··· RECORDS SHOWN

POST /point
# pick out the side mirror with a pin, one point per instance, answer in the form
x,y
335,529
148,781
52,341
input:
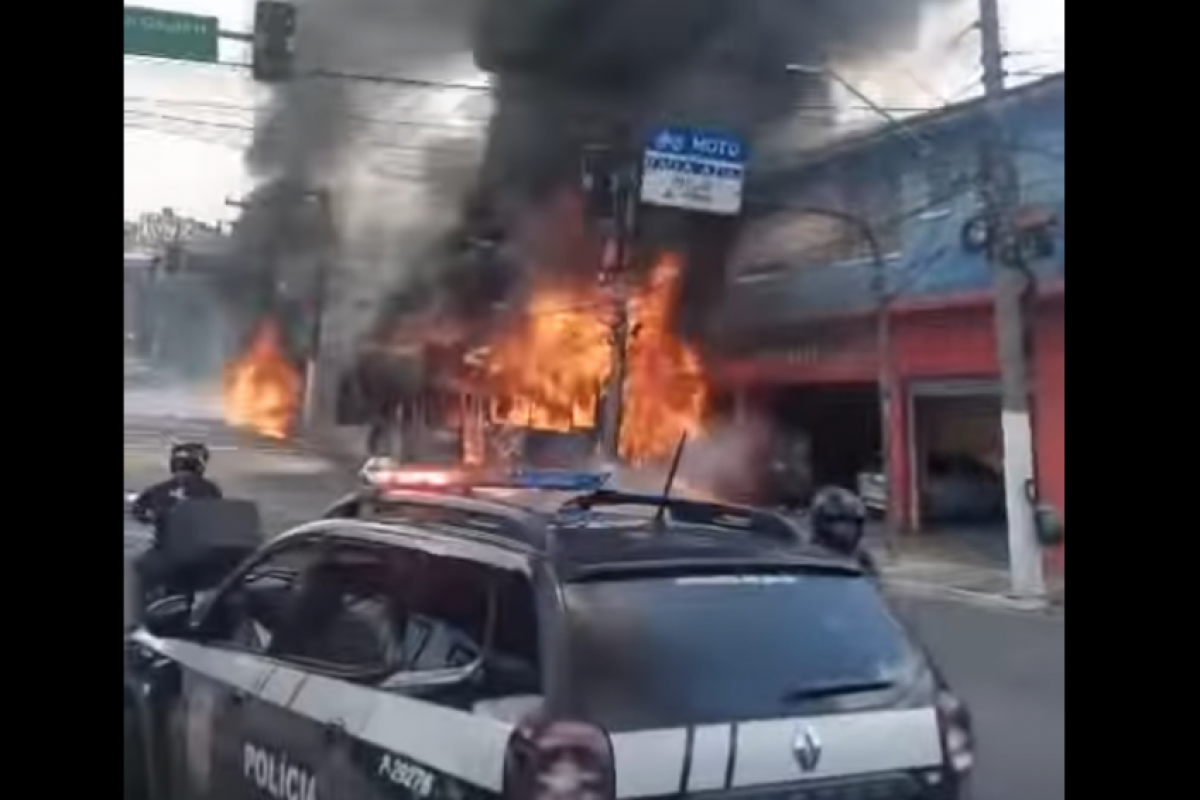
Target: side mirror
x,y
168,618
1049,525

······

- _WRITTEN INSTRUCTION_:
Copy out all of the material above line by line, leaving out the picture. Offset every coordinate in the answers by 96.

- _TASK RESPONSE_:
POST /point
# pick out the side mirror with a pin, one point per instance, answer in the form
x,y
335,529
148,781
52,341
input:
Target: side mirror
x,y
264,714
1145,621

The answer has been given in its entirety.